## Texto dado
··········

O crítico de arte Donald Meyer,
escreveu em 1995, em Amesterdão, no prefácio do livro Contornos: “Pintomeira é um
artista sempre fiel à sua assinatura, não
querendo, eternamente, repetir-se.” Também o historiador e escritor Alberto
A. Abreu o refere no seu texto “Da
manipulação dos objectos à sua desmaterialização” onde escreve em 2006: “...Artista inquieto (e irrequieto), Pintomeira foi sempre
tentando várias experiências, logo desde a sua fase mais rica que foi a
"surrealista”. Uma observação semelhante, mas mais
recente, em 2016, é feita pelo catedrático de historia contemporânea, Ramón
Villares, no catálogo Cutouts: “Na
longa trajectória artística do pintor encontram-se várias etapas,
conceptualmente diversas e audazes no plano técnico. Um dos seus traços
essenciais é, justamente, a sua capacidade para experimentar, para encontrar
novas formas e novas linguagens.” Finalmente, Michael Amy, Professor de História de Arte no Rochester
Institute of Technology, USA, escreveu: “Após
50 anos de carreira, Pintomeira continua a deliciar-nos, tirando novos truques
daquele seu baú cheio das suas próprias idiossincrasias acerca da arte e da
vida. Pintomeira pertence a uma distinta linha de artistas camaleões, que
continuam a inovar em função dos casos que permanecem em movimentação.”

··········

## Dados fornecidos
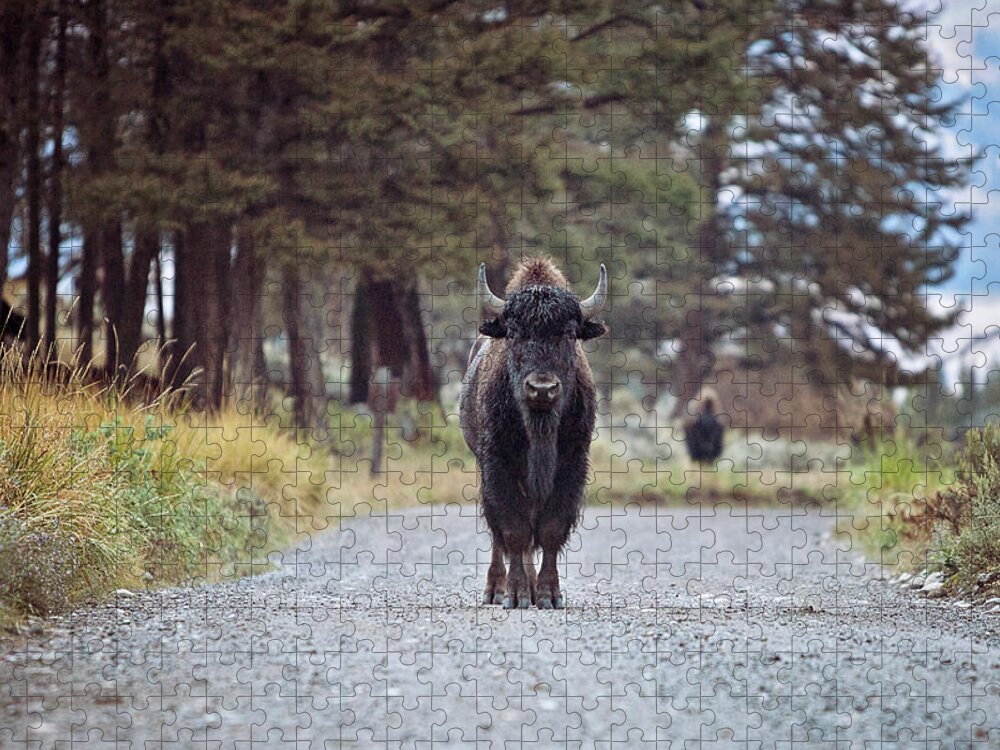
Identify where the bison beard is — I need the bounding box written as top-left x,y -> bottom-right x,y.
524,412 -> 559,502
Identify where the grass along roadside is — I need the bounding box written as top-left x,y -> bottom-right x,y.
0,353 -> 325,622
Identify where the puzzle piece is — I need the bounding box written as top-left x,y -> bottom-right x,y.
0,0 -> 1000,750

··········

## Tarefas a fazer
a) Imprime de ponta a ponta o texto sobre o pintor Pintomeira, sem mudar uma vírgula.
b) Reproduz sem qualquer alteração as linhas dos dados, desde a que contém "Identify where the puzzle" até à última linha dos dados, com as duas incluídas.

## Respostas por tarefa
a)
O crítico de arte Donald Meyer,
escreveu em 1995, em Amesterdão, no prefácio do livro Contornos: “Pintomeira é um
artista sempre fiel à sua assinatura, não
querendo, eternamente, repetir-se.” Também o historiador e escritor Alberto
A. Abreu o refere no seu texto “Da
manipulação dos objectos à sua desmaterialização” onde escreve em 2006: “...Artista inquieto (e irrequieto), Pintomeira foi sempre
tentando várias experiências, logo desde a sua fase mais rica que foi a
"surrealista”. Uma observação semelhante, mas mais
recente, em 2016, é feita pelo catedrático de historia contemporânea, Ramón
Villares, no catálogo Cutouts: “Na
longa trajectória artística do pintor encontram-se várias etapas,
conceptualmente diversas e audazes no plano técnico. Um dos seus traços
essenciais é, justamente, a sua capacidade para experimentar, para encontrar
novas formas e novas linguagens.” Finalmente, Michael Amy, Professor de História de Arte no Rochester
Institute of Technology, USA, escreveu: “Após
50 anos de carreira, Pintomeira continua a deliciar-nos, tirando novos truques
daquele seu baú cheio das suas próprias idiossincrasias acerca da arte e da
vida. Pintomeira pertence a uma distinta linha de artistas camaleões, que
continuam a inovar em função dos casos que permanecem em movimentação.”

b)
Identify where the puzzle piece is — I need the bounding box written as top-left x,y -> bottom-right x,y.
0,0 -> 1000,750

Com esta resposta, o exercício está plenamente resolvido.